→ Work instructions
The required answer is a copy of each line in the entries below that includes "seed".

---- Data extract

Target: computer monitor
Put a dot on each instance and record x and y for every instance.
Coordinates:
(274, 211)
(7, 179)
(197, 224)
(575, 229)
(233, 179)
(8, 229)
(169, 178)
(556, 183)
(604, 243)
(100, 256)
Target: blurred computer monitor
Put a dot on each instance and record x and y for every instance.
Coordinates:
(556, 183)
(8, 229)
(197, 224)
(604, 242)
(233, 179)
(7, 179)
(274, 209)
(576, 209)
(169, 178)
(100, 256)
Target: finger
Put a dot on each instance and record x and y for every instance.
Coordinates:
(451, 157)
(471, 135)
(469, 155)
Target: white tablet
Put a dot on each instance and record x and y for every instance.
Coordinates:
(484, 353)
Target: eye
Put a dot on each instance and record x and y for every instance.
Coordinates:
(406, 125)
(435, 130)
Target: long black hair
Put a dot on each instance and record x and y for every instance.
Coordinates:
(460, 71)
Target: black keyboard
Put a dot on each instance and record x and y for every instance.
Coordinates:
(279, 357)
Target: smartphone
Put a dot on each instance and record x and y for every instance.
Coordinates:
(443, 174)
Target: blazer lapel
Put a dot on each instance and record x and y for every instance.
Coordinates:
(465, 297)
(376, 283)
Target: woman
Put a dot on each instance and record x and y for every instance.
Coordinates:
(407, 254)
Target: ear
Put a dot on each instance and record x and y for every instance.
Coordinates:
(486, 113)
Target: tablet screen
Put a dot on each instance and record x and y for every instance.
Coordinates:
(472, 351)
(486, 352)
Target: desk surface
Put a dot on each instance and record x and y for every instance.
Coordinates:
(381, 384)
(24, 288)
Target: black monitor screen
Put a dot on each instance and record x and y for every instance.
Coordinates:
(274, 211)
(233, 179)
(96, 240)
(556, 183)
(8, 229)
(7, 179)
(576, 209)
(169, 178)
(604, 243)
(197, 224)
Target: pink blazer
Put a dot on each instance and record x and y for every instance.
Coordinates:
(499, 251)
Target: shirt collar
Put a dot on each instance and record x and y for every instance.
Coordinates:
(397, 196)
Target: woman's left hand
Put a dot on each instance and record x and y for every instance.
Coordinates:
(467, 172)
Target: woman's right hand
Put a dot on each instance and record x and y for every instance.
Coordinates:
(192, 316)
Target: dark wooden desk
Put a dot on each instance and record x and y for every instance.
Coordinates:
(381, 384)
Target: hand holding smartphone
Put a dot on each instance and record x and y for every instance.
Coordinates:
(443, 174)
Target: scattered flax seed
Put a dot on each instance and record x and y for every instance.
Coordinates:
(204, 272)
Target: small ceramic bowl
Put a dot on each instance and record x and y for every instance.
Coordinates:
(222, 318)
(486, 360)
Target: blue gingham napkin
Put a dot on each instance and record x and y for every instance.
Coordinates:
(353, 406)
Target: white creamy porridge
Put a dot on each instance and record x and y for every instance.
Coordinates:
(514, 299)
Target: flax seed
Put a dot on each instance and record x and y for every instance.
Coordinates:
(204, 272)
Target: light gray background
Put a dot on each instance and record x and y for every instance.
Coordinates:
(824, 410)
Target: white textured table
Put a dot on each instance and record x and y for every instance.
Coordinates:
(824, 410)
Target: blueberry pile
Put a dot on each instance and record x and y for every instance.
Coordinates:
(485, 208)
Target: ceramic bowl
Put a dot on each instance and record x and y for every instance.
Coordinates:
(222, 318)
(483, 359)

--------

→ Answer to the problem
Target: scattered flax seed
Target: flax seed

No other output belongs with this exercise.